14.3. Two (2) samples shall be retained by the Physical Supplier for a minimum of sixty (60) days after delivery of the Product to the Vessel or, on being requested in writing by the Buyers, for as long as the Buyers may reasonably require, and the other two (2) samples shall be retained by the Vessel. 

14.4. If the quantity is delivered by more than one Bunker Tanker, the sampling procedure shall be repeated as outlined in Clause 14.1 above. 

15. Force Majeure 

15.1. The Seller shall not be liable for any failure to fulfil any term or condition of the Agreement should these have been delayed, or prevented by any circumstance howsoever arising which are not within the control of the Seller to the extent such are caused by any act of God, act of third party, fault or failure of vessel, master or crew, act or omission of Buyer, strike, lockout or labor dispute or any reasonable apprehension, government act, public disorder, request or restriction, storage or any limitation restriction or interruption to existing or contemplated sources of supply of Product including changed market conditions or the means of supply including but not limited to failure to deliver the Product by the Physical Supplier. 

15.2. In the event performance is prevented or delayed by Force Majeure, the Seller may cease or reduce deliveries in any manner as it may determine in its sole discretion. Nothing in Clause 15.1 above shall be deemed to excuse the Buyer from its obligation to make payments for the Product delivered. 

16. Brokers and Agents 

16.1. Unless the party with whom the Seller is corresponding specifically declares to the Seller prior to issuing the Confirmation Note by the Seller that the party with whom the Seller is corresponding is not the Buyer and at the same time provides to the Seller the full name and address of the Buyer, then the party with whom the Seller is corresponding shall be deemed to be the Buyer. 

16.2. In the event that the party with whom the Seller is corresponding is an agent of the Buyer then the party with whom the Seller is corresponding shall be jointly and severally liable with the Buyer to perform all the Buyer’s obligations under the Agreement, notwithstanding that the party with whom the Seller is corresponding purports to contract as a mere agent. 

17. Assignment 

17.1. The Buyer shall not assign its interest in the Agreement without the prior written approval of the Seller. The Seller may assign the Agreement and if so will notify the Buyer in writing of its intention to do so. 

18. Safety and the Environment 

18.1. It will be the sole responsibility of the Buyer to comply and advise its personnel, agents and/or customers to comply, both jointly and after delivery, with all the health and safety requirements applicable to the Product and to ensure so far as possible of any user of such Product avoids without limitation any frequent or prolonged skin contact with the Product. The Seller accepts no responsibility for any consequences arising from failure to comply with such health and safety requirements or arising from such contact. The Buyer shall protect, indemnify and hold the Seller harmless against any damages, expense, claims or liability incurred as a result of the Buyer, or any user of the products, or its customers failing to comply with the relevant health and safety requirements, even if it is alleged or proven that such damages, expense, claims or liability were caused in whole or in part by negligence, strict liability, or other conduct of the Seller.

———

**Short task 1**
In the bunker sale terms, at minimum how long must the Physical Supplier keep its two samples?
**Short task 2**
Print the passage of the bunker sale terms starting with "16.2. In the event" and going on through "a mere agent.".
**Short task 3**
Carry the bunker sale terms forward from their last clause with the text that comes next.
This material has no part in the work.

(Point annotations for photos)
———

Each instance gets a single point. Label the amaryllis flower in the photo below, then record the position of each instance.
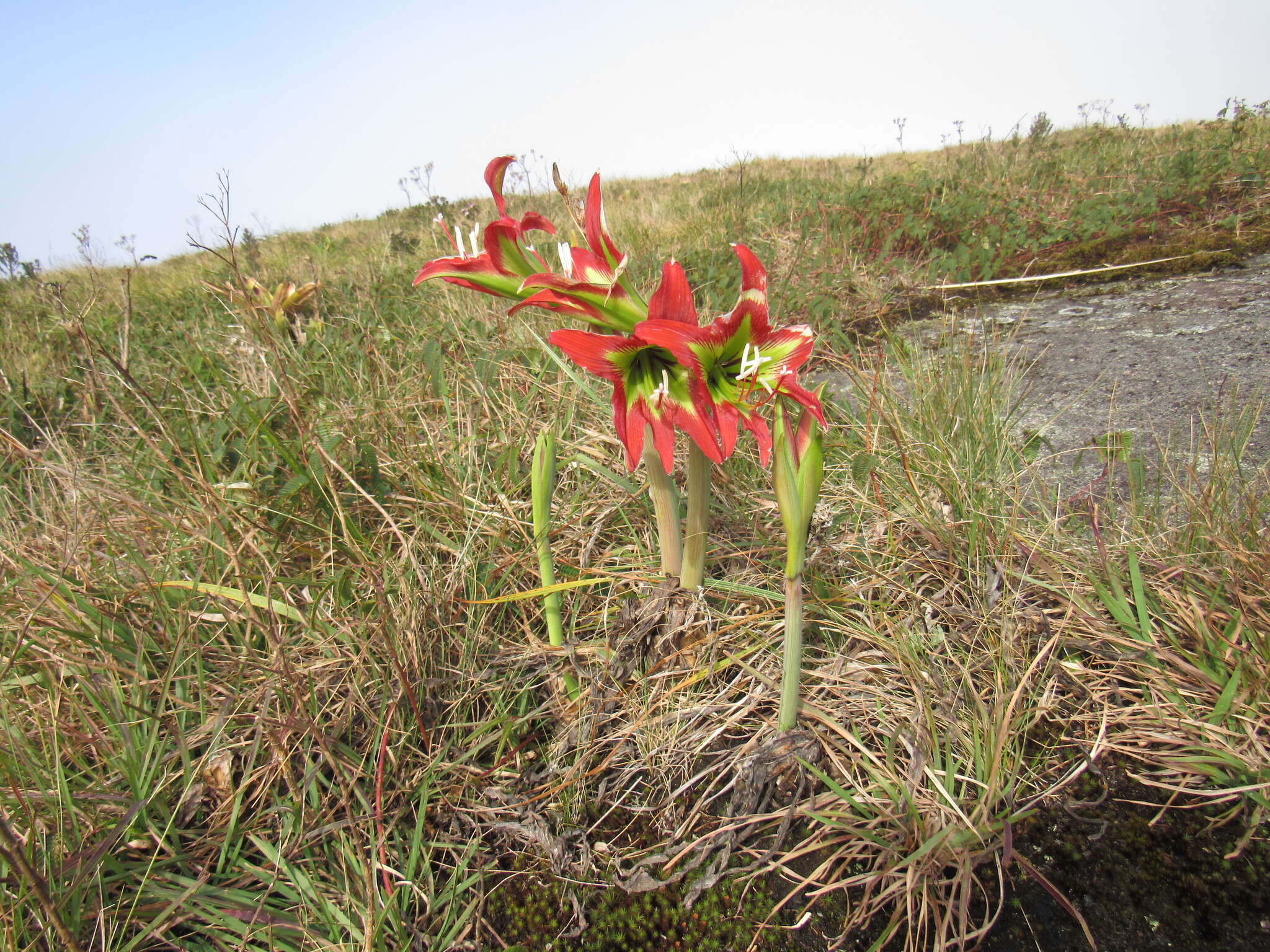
(739, 362)
(651, 386)
(506, 260)
(595, 286)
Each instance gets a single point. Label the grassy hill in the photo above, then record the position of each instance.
(255, 697)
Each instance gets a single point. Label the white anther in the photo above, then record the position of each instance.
(751, 364)
(664, 389)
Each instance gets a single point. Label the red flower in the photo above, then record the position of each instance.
(739, 362)
(651, 386)
(507, 259)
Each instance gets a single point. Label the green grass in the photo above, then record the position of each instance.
(321, 741)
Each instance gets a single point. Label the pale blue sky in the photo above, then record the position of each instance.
(121, 115)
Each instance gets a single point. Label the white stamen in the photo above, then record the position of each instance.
(750, 366)
(664, 389)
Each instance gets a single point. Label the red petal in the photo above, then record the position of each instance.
(629, 427)
(533, 221)
(700, 433)
(753, 276)
(799, 337)
(551, 301)
(756, 425)
(586, 262)
(791, 389)
(677, 338)
(593, 352)
(504, 250)
(494, 173)
(727, 415)
(672, 301)
(753, 289)
(441, 267)
(596, 226)
(664, 438)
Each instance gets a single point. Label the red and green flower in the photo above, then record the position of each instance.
(507, 259)
(739, 362)
(651, 386)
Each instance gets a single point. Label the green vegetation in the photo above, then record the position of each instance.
(327, 736)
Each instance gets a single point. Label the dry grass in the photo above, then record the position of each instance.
(338, 747)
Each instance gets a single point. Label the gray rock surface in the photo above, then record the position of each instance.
(1160, 357)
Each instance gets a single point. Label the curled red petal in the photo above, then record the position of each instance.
(672, 301)
(494, 173)
(558, 304)
(595, 352)
(474, 270)
(596, 226)
(753, 276)
(533, 221)
(629, 427)
(790, 386)
(756, 425)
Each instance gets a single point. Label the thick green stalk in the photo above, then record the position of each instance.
(699, 519)
(543, 487)
(793, 651)
(666, 508)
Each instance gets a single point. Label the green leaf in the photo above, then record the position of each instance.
(238, 596)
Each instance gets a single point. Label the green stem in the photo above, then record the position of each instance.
(699, 518)
(666, 508)
(543, 487)
(793, 651)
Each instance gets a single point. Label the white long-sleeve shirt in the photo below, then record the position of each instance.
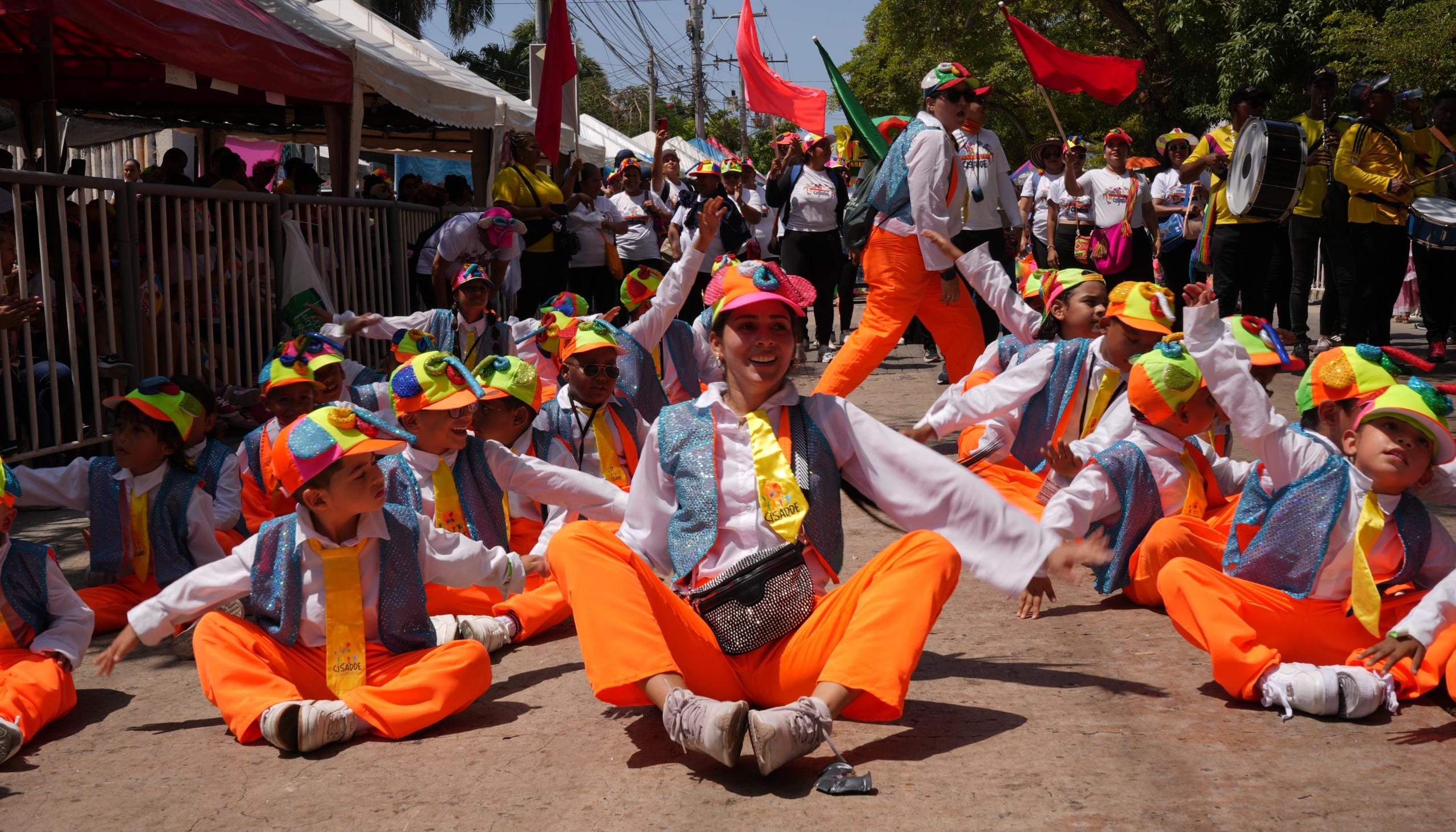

———

**Written reply 1**
Sixty (60) days after delivery of the Product to the Vessel.

**Written reply 2**
16.2. In the event that the party with whom the Seller is corresponding is an agent of the Buyer then the party with whom the Seller is corresponding shall be jointly and severally liable with the Buyer to perform all the Buyer’s obligations under the Agreement, notwithstanding that the party with whom the Seller is corresponding purports to contract as a mere agent.

**Written reply 3**
18.2. In the event of a spill or discharge occurring before, during or after bunkering, the Buyer shall immediately notify the appropriate governmental authorities and take whatever action is necessary and pay all costs to effect a clean-up. Failing prompt action, the Buyer authorizes the Seller and Supplier to conduct such clean-up on behalf of the Buyer at the Buyer’s risk and expense. The Buyer shall indemnify and hold the Seller and Supplier harmless against any damages, expense, claims or liability arising out of any such spill or clean-up including damages, expense, claims or liability alleged or proven to be caused by Seller’s negligence, unless such spill or clean-ups have been proven to be wholly caused by the Seller’s negligence. 

18.3. The Buyer warrants that the Vessel is in compliance with all governmental training and policing requirements. The Vessel will not be moored in a wharf alongside other marine loading facilities of the Seller or Physical Supplier unless free of all conditions, deficiencies or defects which might impose hazards in connection with the mooring, unmooring or bunkering of the Vessel receiving the Product. 

19. Notice Provisions 

19.1. Any requirement for written communication, including the giving of any notice, may be fulfilled by the use of courier, facsimile transmission, or e mail. The communication shall be deemed to have been given and received upon completion of transmission for any electrical or electronic medium, within two working days of dispatch for first class inland letter post, within five working days of dispatch for second class inland letter post and airmail and on the expiry of the declared or guaranteed time for delivery of any courier or monitored service. 

20. Cancellation and Breach 

20.1. If the Buyer cancels an order for the Product, or a portion thereof, within 48 hours of the scheduled delivery time and date, the Buyer shall indemnify the Seller for all claims received and/or loss and damage suffered by the Seller and which arise as a consequence of the cancellation of the Agreement by the Buyer. 

20.2. The Seller may treat any other breach by the Buyer of any express term of the Agreement as a breach of a condition and it may, at its discretion, continue to perform under this Agreement or treat the Agreement as repudiated or terminated and seek such remedies, as it considers appropriate.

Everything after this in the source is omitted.